Текст для чтения:
++++++++++

Своим происхождением разум, по всей вероятности, обязан речи. Мы мыслим членораздельно, или, если угодно, рефлексивно, благодаря членораздельной речи, а эта речь произрастает из потребности передавать свои мысли нашим ближним. Мыслить – это значит беседовать с самим собой, а с самим собой каждый из беседует только благодаря потребности общаться с другими людьми, и в нашей повседневной жизни часто бывает так, что кто-то находит идею, которую долго искал, находит для нее подходящую форму, то есть извлекает ее из тумана смутных ощущении, именно благодаря усилиям, направленным на то, чтобы представить ее другим. Мышление это внутренняя речь, а внутренняя речь произрастает из внешней. Отсюда следует, что разум – способность общественная и коллективная. Факт, чреватый, как нам предстоит увидеть, далеко идущими последствиями.
И если существует реальность, которая, поскольку она познаваема, является творением инстинкта самосохранения и служащих ему чувств, то разве не должна существовать и другая реальность, ничуть не менее реальная, чем первая, реальность, которая, поскольку она познаваема, является творением инстинкта увековечения и особого рода чувств, служащих этому инстинкту. Инстинкт самосохранения, голод, есть основа человеческого индивида; инстинкт увековечивания, любовь в ее самой рудиментарной и физиологической форме, есть основа человеческого общества. И если человек познает то, что ему необходимо познавать ради самосохранения, то точно так же и общество, или человек как существо общественное, познает то, что ему необходимо познавать для того, чтобы увековечить себя в обществе.

++++++++++

Представленные данные:
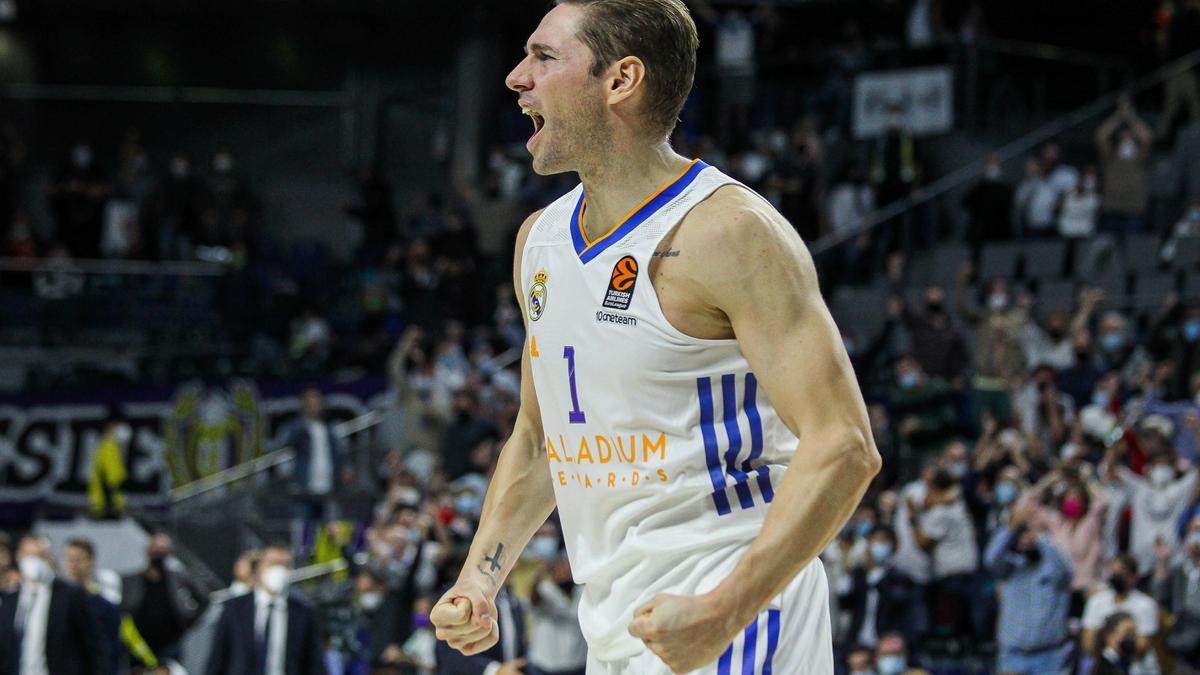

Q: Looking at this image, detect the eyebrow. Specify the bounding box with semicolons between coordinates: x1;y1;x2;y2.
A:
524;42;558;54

++++++++++

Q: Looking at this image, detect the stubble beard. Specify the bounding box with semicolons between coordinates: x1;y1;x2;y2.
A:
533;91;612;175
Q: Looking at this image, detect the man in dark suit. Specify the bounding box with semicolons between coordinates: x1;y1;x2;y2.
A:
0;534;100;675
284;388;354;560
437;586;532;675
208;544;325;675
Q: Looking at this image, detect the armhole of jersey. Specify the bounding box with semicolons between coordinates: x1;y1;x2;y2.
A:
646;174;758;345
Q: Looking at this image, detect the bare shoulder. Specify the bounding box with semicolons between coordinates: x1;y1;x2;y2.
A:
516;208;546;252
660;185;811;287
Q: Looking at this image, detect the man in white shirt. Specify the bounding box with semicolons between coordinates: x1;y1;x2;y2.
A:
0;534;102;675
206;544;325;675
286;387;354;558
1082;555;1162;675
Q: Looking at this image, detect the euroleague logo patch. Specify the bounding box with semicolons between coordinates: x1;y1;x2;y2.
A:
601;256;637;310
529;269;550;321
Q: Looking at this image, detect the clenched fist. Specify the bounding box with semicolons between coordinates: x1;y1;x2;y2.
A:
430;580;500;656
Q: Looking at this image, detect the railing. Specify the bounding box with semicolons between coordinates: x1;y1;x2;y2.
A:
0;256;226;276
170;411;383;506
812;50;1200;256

++++++++++

Условия заданий:
1. Определите, согласуются ли с текстом о происхождении разума утверждения (a), (b) и (c). (a) Мышление представляет собой внутреннюю речь, возникающую из внешней. (b) Основой человеческого общества названо инстинктивное стремление к самосохранению. (c) Разум рассматривается как способность сугубо индивидуальная. На каждое утверждение ответьте «да» или «нет» и приведите решающие слова текста в точной цитате.
2. Изложите суть текста о происхождении разума в двух предложениях.
3. Продолжите текст о происхождении разума, начав сразу после его последнего предложения.

Ответы по заданиям:
1.
(a) Да: «Мышление это внутренняя речь, а внутренняя речь произрастает из внешней».
(b) Нет: «инстинкт увековечивания, любовь в ее самой рудиментарной и физиологической форме, есть основа человеческого общества».
(c) Нет: «разум – способность общественная и коллективная».

2. Разум, по всей вероятности, обязан своим происхождением речи: мышление есть внутренняя речь, выросшая из внешней, а потому разум является способностью общественной и коллективной. Инстинкт самосохранения, голод, составляет основу человеческого индивида, инстинкт увековечения, любовь, составляет основу общества, и общество познает то, что ему необходимо познавать, чтобы увековечить себя.

3.
Есть один мир, мир чувственный, дитя голода, и есть другой мир, мир идеальный, дитя любви. И так же как есть чувства, служащие познанию чувственного мира, существуют чувства – в наше время большей частью спящие, потому что едва ли уже забрезжил рассвет социального сознания, – служащие познанию мира идеального. Так почему же должны мы отрицать объективную реальность творений любви, инстинкта увековечения, в то время как признаем объективную реальность творений голода, или инстинкта самосохранения? Если про них говорят, что они – не более, чем наши фантазии, не имеющие статуса объективной реальности, то разве нельзя сказать то же самое о том, что является не более, чем продуктом творчества наших ощущений? Кто возьмется доказать, что не существует мира невидимого и неосязаемого, воспринимаемого нашим внутренним чувством, которое служит инстинкту увековечения?
Человеческое общество, как таковое, имеет чувства, которых индивид сам по себе, помимо общества, лишен, точно так же как этот индивид, человек, который, в свою очередь, тоже представляет собой своего рода общество, имеет такие чувства, которых лишены клетки, из которых он состоит. Например, слепые клетки слуха в своем смутном сознании должно быть не подозревают о существовании видимого мира, и если бы им сказали о нем, они наверняка расценили бы это как произвольное творчество глухих клеток зрения, которые, в свою очередь, будут считать иллюзией мир звуков, созданный слепыми клетками слуха.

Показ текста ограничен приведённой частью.